■ **Do wykonania**
Przepisz bez żadnych zmian wszystkie linie od tej, która zawiera „of the plaid”, aż do tej, która zawiera „[[302, 423], [859, 302], [518, 274]]”, łącznie z obiema.

■ **Podane informacje**
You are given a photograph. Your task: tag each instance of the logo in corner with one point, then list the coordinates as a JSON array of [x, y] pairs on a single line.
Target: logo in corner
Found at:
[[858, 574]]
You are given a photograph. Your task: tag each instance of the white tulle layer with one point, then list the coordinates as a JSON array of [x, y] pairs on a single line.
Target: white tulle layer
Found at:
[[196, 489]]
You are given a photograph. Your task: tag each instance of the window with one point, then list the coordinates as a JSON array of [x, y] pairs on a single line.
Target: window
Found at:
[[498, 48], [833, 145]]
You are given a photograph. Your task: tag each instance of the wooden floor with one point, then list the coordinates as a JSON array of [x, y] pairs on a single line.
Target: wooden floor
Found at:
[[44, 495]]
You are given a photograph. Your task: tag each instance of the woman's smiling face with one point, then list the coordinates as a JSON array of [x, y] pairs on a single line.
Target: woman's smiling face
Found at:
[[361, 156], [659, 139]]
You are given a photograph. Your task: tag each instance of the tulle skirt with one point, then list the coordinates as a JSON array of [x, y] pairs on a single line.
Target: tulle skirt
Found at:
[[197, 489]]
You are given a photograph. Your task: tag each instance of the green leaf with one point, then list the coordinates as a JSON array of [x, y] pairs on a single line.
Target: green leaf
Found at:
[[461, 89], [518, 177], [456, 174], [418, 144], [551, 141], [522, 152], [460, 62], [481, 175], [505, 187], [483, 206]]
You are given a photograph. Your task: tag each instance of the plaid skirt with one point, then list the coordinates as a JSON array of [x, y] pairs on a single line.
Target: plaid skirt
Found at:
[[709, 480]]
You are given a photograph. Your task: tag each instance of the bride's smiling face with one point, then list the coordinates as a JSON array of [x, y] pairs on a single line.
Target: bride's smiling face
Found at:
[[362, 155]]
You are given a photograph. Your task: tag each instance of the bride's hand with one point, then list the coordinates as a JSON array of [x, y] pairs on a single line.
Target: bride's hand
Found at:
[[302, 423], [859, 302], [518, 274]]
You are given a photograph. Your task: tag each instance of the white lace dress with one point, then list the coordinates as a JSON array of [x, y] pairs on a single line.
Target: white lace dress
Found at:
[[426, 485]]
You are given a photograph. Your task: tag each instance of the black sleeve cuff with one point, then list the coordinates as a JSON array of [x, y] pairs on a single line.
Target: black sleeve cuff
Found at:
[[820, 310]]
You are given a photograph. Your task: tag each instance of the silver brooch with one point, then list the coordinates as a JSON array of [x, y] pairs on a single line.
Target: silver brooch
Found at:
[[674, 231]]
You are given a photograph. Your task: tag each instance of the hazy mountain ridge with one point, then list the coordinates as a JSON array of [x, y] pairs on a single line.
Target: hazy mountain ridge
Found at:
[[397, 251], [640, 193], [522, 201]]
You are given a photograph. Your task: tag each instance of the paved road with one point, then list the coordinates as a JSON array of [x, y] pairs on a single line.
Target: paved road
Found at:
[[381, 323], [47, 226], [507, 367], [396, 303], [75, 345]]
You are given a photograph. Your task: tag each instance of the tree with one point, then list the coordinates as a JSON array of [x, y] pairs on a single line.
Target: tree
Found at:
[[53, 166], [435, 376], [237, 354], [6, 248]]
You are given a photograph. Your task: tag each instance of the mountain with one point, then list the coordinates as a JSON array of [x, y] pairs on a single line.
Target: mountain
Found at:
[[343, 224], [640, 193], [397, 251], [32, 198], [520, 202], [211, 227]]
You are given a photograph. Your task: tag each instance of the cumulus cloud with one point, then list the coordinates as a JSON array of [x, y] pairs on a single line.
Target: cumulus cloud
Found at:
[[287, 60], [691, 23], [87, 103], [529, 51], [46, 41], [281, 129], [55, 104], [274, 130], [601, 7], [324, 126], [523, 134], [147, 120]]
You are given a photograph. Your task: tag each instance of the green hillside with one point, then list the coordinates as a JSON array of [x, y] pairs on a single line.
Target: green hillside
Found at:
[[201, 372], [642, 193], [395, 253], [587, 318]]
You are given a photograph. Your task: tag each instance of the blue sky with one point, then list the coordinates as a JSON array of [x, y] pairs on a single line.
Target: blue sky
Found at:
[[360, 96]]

■ **Wynik ćwiczenia**
You are given a photograph. Your task: tag each instance of the plaid skirt with one point, then list the coordinates as a JSON array of [x, y] pairs on a single line.
Target: plaid skirt
Found at:
[[709, 480]]
You are given a photograph. Your task: tag each instance of the bride's smiling face with one point, then list the coordinates as a JSON array of [x, y] pairs on a single line.
Target: bride's smiling face
Found at:
[[362, 155]]
You are given a photograph. Your task: tag each instance of the bride's hand with one point, then list the coordinates as a JSON array of [x, y] pairs on a single line.
Target: bride's hand
Found at:
[[302, 423], [859, 302], [518, 274]]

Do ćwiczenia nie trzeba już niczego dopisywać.